Instructions to follow ▸ Transcribe each record exactly. Include every one.

Stored records:
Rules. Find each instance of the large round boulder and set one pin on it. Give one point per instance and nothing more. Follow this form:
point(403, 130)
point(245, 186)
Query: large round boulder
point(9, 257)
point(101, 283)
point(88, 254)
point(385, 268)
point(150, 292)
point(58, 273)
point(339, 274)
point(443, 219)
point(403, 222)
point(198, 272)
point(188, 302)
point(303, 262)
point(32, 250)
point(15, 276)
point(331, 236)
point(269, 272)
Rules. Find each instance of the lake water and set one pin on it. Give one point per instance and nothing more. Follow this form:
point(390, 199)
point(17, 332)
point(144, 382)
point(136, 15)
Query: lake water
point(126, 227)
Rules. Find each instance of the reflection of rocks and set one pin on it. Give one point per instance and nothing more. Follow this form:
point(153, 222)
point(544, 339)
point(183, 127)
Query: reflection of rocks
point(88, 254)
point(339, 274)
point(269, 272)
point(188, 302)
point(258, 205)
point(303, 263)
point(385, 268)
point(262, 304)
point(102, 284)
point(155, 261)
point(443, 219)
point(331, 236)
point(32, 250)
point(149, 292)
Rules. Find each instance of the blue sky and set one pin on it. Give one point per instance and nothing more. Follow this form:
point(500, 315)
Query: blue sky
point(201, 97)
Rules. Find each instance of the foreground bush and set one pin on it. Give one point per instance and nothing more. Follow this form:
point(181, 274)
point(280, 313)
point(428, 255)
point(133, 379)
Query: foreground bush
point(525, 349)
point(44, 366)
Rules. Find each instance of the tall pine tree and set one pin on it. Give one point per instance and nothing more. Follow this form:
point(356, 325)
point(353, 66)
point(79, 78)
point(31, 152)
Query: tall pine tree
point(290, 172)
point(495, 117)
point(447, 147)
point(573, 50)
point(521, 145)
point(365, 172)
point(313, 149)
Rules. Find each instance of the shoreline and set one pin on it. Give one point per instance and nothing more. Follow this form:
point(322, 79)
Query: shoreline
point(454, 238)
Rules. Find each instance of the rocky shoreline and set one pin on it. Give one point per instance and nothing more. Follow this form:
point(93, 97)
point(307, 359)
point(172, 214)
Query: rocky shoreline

Response to this task ▸
Rules. Find each instance of the large round boulder and set one pin on it. Give one point per instance and nothing more. Follow this form:
point(403, 130)
point(245, 186)
Query: large round boulder
point(9, 257)
point(101, 283)
point(88, 254)
point(385, 268)
point(150, 292)
point(58, 273)
point(339, 274)
point(443, 219)
point(403, 222)
point(198, 272)
point(188, 302)
point(303, 262)
point(32, 250)
point(15, 276)
point(331, 236)
point(269, 272)
Rules. Find each instance of the lake water and set one pin on it. Give one point per instance and nothing more. Follow this form:
point(390, 199)
point(17, 332)
point(144, 382)
point(136, 15)
Query: lake water
point(126, 227)
Rules. Find each instance of the reflection of rocks and set one pin on it. Give one point per instance and nothing more. Follow this form:
point(153, 222)
point(544, 339)
point(183, 127)
Query: reflection of rocks
point(88, 254)
point(339, 274)
point(269, 272)
point(188, 302)
point(258, 205)
point(303, 263)
point(385, 268)
point(262, 304)
point(102, 284)
point(155, 261)
point(443, 219)
point(331, 236)
point(32, 250)
point(149, 292)
Rules. Find each instance of the blue sky and set one pin on it. Give one point per instance and nothing more. Follow this form:
point(500, 315)
Query: blue sky
point(201, 97)
Rules. Find each instance of the foreground bush and set one pin on it. Give one point per instance and nothing more. Follow this form:
point(181, 274)
point(280, 313)
point(428, 255)
point(133, 379)
Query: foreground bush
point(525, 349)
point(44, 366)
Rules. Find each instance of the tall pine tree and set one pin on it. Give one point per instance and nothing more. Follow this form:
point(356, 325)
point(353, 66)
point(79, 78)
point(31, 152)
Query: tall pine tree
point(290, 172)
point(495, 117)
point(447, 147)
point(573, 50)
point(521, 145)
point(365, 172)
point(313, 149)
Rules. Find each instance of the shoreline and set one pin on it. Give one point per instance and nothing more. Follow this form:
point(322, 79)
Query: shoreline
point(454, 238)
Rules. Find each instance of the rocky shoreline and set one pin on it. Give one point per instance and nothing more. Follow this form:
point(93, 97)
point(307, 359)
point(172, 214)
Query: rocky shoreline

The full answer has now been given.